» **Record set**:
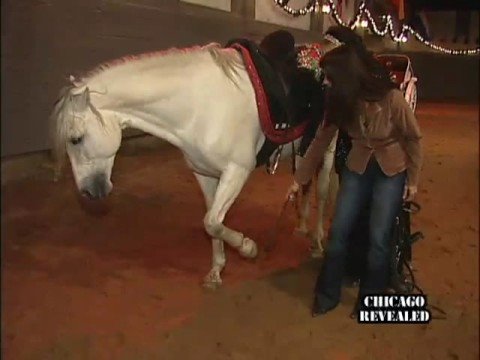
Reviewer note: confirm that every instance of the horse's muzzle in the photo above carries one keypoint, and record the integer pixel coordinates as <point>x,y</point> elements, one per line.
<point>96,187</point>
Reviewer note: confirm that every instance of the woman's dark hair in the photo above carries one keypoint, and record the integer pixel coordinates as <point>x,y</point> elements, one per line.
<point>351,81</point>
<point>350,38</point>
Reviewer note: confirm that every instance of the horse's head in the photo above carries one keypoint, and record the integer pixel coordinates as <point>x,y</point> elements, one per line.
<point>90,139</point>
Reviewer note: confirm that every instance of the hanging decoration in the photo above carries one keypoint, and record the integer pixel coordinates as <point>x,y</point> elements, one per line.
<point>363,18</point>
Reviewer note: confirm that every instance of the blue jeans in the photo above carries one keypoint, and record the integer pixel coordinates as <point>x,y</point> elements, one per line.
<point>384,194</point>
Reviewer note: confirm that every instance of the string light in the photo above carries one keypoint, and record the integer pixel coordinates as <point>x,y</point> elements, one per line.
<point>311,5</point>
<point>359,20</point>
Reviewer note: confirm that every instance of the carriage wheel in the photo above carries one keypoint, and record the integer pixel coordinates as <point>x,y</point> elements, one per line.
<point>412,98</point>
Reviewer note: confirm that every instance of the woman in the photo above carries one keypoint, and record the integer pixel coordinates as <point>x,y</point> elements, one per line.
<point>383,164</point>
<point>358,242</point>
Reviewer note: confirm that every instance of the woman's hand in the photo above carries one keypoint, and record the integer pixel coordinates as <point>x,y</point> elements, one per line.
<point>409,192</point>
<point>292,191</point>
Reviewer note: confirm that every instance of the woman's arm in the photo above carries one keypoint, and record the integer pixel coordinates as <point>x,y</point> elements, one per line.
<point>404,119</point>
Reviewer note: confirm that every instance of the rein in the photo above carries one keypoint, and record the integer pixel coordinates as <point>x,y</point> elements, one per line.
<point>272,168</point>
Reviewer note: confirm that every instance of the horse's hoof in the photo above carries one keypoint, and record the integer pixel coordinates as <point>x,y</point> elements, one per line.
<point>302,232</point>
<point>212,281</point>
<point>316,253</point>
<point>248,248</point>
<point>211,286</point>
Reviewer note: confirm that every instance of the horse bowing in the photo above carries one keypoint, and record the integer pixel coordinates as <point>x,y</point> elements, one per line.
<point>163,94</point>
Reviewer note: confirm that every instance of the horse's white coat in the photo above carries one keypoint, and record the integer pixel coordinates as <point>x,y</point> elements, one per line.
<point>188,99</point>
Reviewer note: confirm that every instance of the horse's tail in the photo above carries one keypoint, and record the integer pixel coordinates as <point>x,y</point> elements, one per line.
<point>228,60</point>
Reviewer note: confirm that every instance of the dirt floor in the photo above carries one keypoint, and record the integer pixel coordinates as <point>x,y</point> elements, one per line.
<point>84,283</point>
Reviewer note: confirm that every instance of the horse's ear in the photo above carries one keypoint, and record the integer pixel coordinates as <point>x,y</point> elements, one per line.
<point>82,100</point>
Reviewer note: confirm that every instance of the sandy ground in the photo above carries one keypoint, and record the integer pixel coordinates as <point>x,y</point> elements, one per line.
<point>125,284</point>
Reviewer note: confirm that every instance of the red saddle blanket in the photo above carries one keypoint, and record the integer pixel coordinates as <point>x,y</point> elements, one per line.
<point>272,128</point>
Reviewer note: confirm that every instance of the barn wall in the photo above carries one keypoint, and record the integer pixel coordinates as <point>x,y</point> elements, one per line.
<point>44,41</point>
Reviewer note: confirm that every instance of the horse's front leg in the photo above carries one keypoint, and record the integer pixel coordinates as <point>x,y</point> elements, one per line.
<point>323,185</point>
<point>231,183</point>
<point>213,279</point>
<point>304,210</point>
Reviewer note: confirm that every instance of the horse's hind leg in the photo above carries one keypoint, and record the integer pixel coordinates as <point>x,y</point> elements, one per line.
<point>213,279</point>
<point>304,211</point>
<point>231,183</point>
<point>323,185</point>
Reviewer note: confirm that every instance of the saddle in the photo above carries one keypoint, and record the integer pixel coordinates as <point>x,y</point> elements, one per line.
<point>286,94</point>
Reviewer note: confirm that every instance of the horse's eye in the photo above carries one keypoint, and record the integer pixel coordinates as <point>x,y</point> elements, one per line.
<point>76,140</point>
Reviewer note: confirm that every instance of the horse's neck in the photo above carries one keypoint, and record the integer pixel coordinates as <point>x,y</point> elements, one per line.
<point>150,98</point>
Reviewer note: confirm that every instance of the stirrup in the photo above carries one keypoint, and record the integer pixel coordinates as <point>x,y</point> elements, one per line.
<point>272,168</point>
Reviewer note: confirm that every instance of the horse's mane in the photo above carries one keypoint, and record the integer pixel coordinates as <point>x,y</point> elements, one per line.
<point>62,119</point>
<point>135,59</point>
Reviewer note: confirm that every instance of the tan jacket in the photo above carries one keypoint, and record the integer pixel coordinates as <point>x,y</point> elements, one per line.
<point>386,129</point>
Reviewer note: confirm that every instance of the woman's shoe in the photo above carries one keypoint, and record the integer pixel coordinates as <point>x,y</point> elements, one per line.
<point>320,308</point>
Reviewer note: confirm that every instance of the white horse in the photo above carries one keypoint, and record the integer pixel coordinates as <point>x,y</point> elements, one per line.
<point>325,185</point>
<point>201,100</point>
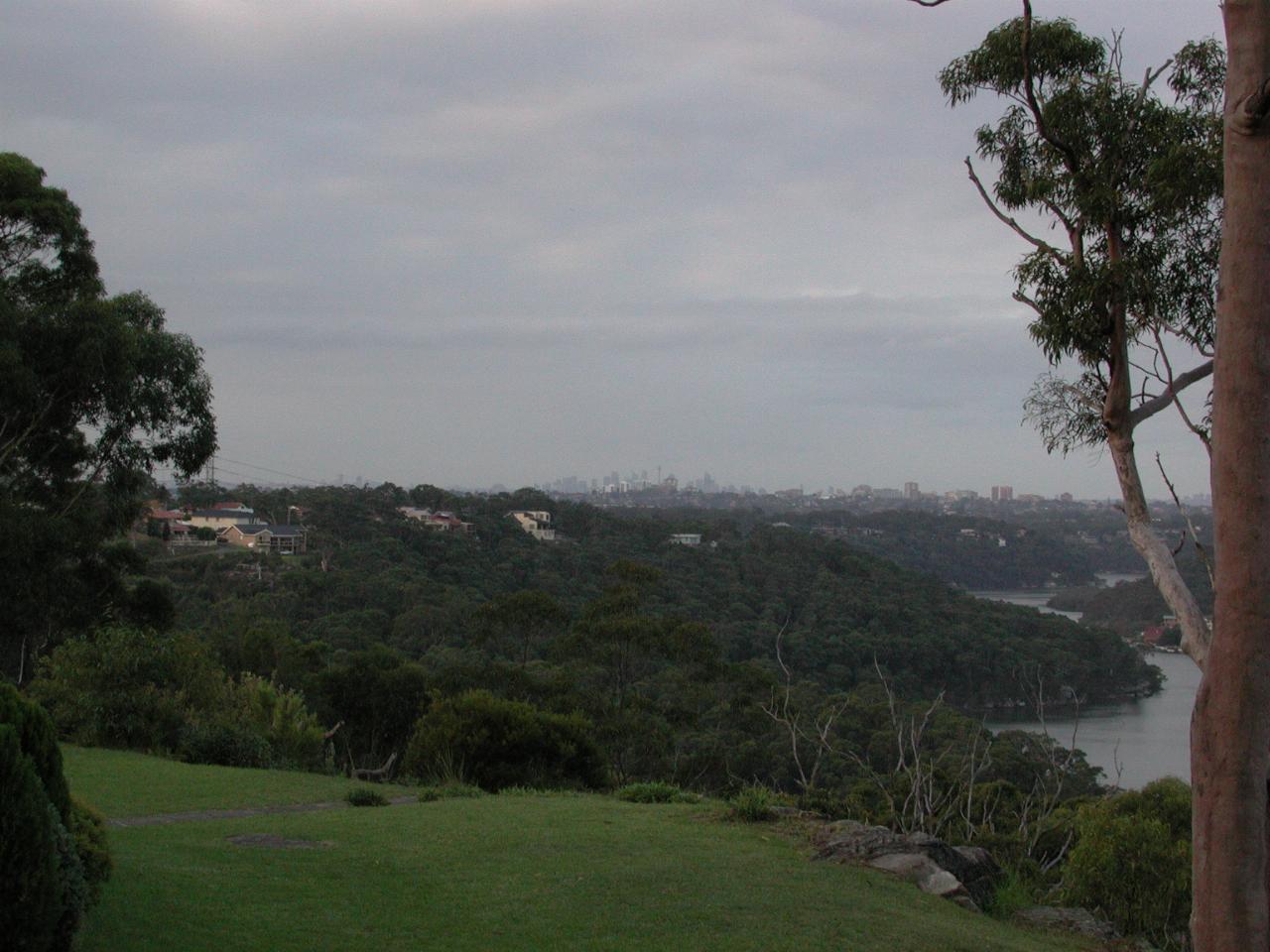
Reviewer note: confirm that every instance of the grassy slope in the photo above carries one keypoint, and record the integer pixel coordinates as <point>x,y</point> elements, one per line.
<point>535,873</point>
<point>123,783</point>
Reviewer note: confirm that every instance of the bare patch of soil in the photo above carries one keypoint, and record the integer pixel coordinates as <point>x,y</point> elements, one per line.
<point>271,841</point>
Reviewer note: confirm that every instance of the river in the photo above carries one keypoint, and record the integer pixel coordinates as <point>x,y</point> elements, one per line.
<point>1133,742</point>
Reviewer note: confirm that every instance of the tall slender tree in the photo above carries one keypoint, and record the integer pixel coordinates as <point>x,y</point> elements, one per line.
<point>1230,724</point>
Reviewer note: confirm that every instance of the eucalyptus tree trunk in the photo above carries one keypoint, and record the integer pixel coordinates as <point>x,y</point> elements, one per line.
<point>1230,725</point>
<point>1118,420</point>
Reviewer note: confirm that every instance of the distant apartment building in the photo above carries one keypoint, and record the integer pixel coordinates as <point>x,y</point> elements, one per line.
<point>536,524</point>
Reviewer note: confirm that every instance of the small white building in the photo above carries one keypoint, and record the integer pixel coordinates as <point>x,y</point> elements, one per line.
<point>536,522</point>
<point>221,520</point>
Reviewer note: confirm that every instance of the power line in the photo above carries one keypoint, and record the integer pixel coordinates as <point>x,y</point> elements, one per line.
<point>266,468</point>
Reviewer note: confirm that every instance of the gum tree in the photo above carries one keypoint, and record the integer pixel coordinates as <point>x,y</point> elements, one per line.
<point>1116,190</point>
<point>94,394</point>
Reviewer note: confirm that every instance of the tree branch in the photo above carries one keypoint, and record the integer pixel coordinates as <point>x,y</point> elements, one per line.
<point>1033,104</point>
<point>1176,386</point>
<point>1014,225</point>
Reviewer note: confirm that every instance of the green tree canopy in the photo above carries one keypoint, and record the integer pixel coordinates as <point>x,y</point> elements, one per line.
<point>95,394</point>
<point>1121,275</point>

» **What the exercise asks**: Extract, exactly, the lines above that begin at the line containing "Reviewer note: confirm that every instance of the eucalyptus" and end at the final line of the records; add no other text.

» **Exercise answer**:
Reviewer note: confirm that every instance of the eucalyptus tree trunk in the photo above carries one keypoint, and record the integer pixel coordinates as <point>x,y</point> elements, one per line.
<point>1230,725</point>
<point>1118,420</point>
Reviewer note: confirm that every instance of the distant apartment building in the photo above carries one keypoint, and record the integer pixel coordinates as <point>x,y</point> elements, one per line.
<point>536,524</point>
Reviewer note: confirm that every instance of the small white building in the photo above carries one keypoint, and record the integer pixel coordinates as <point>x,y</point> elements, one per line.
<point>536,522</point>
<point>221,520</point>
Reviewer note: confirm that every instance of the power line in the photo above carries one keypoint, and record the integer pixel coordinates as <point>x,y</point> elements, one per line.
<point>266,468</point>
Reviewer note: confirm that every instance of the gum tree in the photo above carries one keypoint, and record the integer pixel coordinates as <point>x,y</point> elements, one per line.
<point>1116,190</point>
<point>94,394</point>
Reviewer note: confirm that every instance of the tree branch in the photo above carries one keypoint, and record the integer pixel coordinates as <point>x,y</point> elements, one per line.
<point>1033,104</point>
<point>1176,386</point>
<point>1014,225</point>
Reviewer note: confirm that every instance of the green tree canopy in the photo above carries one keypoint, and record the integer pixel coordinates as <point>x,y</point> elements, one per line.
<point>95,394</point>
<point>1121,275</point>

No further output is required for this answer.